▶ **What is needed**:
Copy everything from the start of the material down through the line containing "point(275, 352)", replacing "Pick out" with "Mark" and leaving all else unchanged. Leave the pictures out of your copy.

▶ **Extracted data**:
★ ★ ★ ★ ★

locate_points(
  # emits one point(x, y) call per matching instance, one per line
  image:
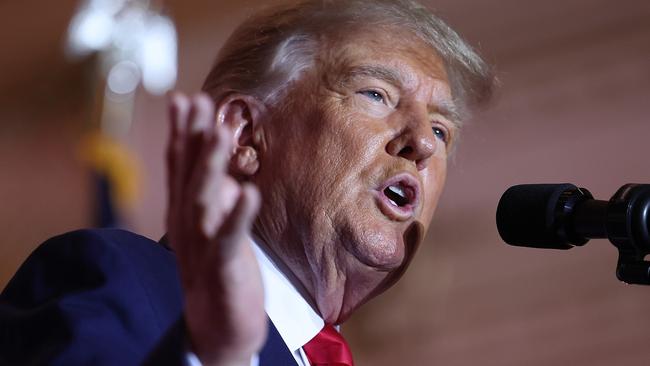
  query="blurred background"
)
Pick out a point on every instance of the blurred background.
point(574, 106)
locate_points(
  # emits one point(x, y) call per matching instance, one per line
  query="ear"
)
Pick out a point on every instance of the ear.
point(243, 115)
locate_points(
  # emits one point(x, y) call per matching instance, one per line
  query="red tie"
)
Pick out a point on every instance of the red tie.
point(328, 348)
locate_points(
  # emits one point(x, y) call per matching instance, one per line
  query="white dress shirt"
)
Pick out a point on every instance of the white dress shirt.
point(293, 317)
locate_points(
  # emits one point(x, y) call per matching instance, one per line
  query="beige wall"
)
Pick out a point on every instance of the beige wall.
point(573, 107)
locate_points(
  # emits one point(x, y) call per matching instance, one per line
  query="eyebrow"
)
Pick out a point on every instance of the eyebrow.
point(446, 108)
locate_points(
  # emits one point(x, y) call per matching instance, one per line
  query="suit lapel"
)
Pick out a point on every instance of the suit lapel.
point(275, 352)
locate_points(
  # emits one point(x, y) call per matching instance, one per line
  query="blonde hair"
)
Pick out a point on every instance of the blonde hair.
point(270, 50)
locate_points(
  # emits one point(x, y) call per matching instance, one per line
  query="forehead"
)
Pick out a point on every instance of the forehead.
point(399, 58)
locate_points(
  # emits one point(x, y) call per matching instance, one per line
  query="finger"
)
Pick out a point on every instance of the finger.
point(209, 183)
point(179, 106)
point(238, 223)
point(198, 132)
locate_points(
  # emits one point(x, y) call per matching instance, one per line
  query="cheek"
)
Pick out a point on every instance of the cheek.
point(433, 180)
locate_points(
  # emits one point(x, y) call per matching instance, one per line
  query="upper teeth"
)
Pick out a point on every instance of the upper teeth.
point(397, 190)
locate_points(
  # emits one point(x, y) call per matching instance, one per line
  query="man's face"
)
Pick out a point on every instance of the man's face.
point(355, 162)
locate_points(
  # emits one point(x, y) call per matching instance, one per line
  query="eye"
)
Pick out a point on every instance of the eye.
point(374, 95)
point(441, 134)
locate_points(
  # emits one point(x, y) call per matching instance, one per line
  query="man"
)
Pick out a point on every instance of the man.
point(316, 157)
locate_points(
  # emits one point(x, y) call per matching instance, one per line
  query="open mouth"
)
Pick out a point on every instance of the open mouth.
point(399, 197)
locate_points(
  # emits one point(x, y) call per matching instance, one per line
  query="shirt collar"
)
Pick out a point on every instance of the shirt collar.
point(294, 318)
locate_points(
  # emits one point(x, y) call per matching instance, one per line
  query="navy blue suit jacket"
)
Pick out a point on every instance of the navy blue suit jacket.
point(101, 297)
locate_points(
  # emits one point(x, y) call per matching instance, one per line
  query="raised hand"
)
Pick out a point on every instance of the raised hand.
point(208, 222)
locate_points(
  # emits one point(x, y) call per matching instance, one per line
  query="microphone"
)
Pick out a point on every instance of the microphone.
point(561, 216)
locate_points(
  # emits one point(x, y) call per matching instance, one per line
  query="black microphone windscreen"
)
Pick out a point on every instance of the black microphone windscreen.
point(526, 215)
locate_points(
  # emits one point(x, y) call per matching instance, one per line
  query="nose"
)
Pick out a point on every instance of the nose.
point(415, 141)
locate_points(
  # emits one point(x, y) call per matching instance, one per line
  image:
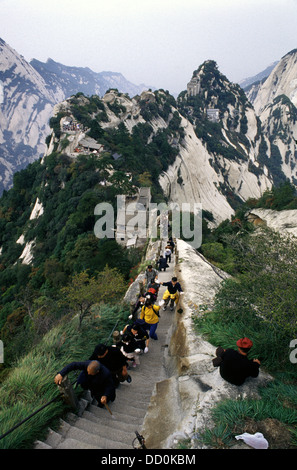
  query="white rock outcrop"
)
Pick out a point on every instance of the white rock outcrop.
point(194, 385)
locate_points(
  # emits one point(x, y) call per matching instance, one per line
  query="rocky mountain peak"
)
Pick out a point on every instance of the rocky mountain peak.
point(281, 81)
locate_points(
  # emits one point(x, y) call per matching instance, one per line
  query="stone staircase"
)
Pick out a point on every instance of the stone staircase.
point(95, 428)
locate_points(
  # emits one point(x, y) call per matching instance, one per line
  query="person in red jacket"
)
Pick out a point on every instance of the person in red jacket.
point(235, 367)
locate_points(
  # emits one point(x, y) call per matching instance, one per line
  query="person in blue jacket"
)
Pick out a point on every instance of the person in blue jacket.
point(94, 377)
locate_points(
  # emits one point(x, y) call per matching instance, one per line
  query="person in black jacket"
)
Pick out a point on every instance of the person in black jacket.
point(235, 367)
point(94, 377)
point(115, 361)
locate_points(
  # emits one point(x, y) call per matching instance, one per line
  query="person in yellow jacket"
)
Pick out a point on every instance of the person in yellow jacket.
point(150, 315)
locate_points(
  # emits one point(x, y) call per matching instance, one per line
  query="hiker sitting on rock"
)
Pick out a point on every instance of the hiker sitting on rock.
point(234, 366)
point(172, 292)
point(94, 377)
point(112, 358)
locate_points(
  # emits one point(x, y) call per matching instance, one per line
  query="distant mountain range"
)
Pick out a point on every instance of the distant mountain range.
point(28, 93)
point(242, 141)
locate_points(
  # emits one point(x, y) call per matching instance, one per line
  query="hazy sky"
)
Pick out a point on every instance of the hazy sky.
point(156, 42)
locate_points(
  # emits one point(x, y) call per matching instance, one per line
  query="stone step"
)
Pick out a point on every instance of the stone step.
point(92, 441)
point(41, 445)
point(108, 421)
point(107, 432)
point(118, 416)
point(74, 444)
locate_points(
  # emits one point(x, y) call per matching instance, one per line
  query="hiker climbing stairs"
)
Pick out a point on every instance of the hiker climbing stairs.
point(115, 428)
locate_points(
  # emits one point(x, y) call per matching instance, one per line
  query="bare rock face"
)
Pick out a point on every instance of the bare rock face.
point(184, 401)
point(281, 81)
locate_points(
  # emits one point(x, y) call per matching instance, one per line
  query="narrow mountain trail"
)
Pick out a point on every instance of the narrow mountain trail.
point(96, 428)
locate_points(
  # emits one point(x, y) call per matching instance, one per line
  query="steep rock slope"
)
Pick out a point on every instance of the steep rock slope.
point(275, 103)
point(28, 93)
point(281, 81)
point(26, 106)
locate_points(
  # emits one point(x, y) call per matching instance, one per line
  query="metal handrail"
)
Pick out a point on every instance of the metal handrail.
point(49, 403)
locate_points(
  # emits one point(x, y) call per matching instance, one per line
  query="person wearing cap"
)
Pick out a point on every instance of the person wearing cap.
point(150, 274)
point(150, 315)
point(140, 335)
point(115, 361)
point(94, 377)
point(235, 367)
point(172, 293)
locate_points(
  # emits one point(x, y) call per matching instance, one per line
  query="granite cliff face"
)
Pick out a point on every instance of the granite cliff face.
point(28, 94)
point(228, 149)
point(26, 106)
point(275, 102)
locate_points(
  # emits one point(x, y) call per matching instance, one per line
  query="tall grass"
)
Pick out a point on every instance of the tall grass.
point(30, 384)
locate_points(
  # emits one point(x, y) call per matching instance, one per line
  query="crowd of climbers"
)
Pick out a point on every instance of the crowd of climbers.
point(108, 366)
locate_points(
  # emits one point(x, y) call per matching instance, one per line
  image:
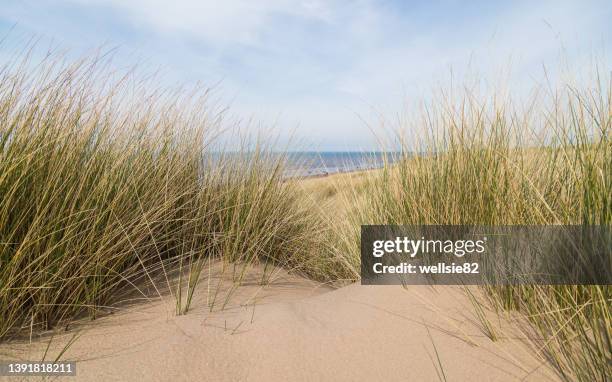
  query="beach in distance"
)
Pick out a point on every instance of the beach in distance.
point(305, 190)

★ ★ ★ ★ ★

▶ **Answer to this task**:
locate_points(
  # emits one point(x, y) call per matching instance, one per line
  image:
  query="blurred background"
)
Mark a point on every instance of the blurred background.
point(574, 106)
locate_points(
  # emits one point(x, y) call per matching instance, one per line
  query="ear"
)
Mark a point on every instance of the ear.
point(243, 115)
locate_points(
  # emits one point(x, y) call per matching instance, one per line
  query="red tie"
)
Mark a point on every instance of the red tie.
point(328, 348)
locate_points(
  # emits one point(x, y) call per matching instance, one per line
  query="white dress shirt"
)
Mark a point on every instance of the white dress shirt.
point(293, 317)
locate_points(
  # emits one point(x, y) call per matching instance, one per line
  query="beige wall"
)
Mark a point on every instance of the beige wall.
point(573, 107)
locate_points(
  # emits one point(x, y) call per matching instance, one per line
  query="eyebrow"
)
Mark a point on every instance of the eyebrow.
point(446, 108)
locate_points(
  # emits one point(x, y) call per matching instance, one per line
  query="suit lapel"
)
Mark a point on every instance of the suit lapel.
point(275, 352)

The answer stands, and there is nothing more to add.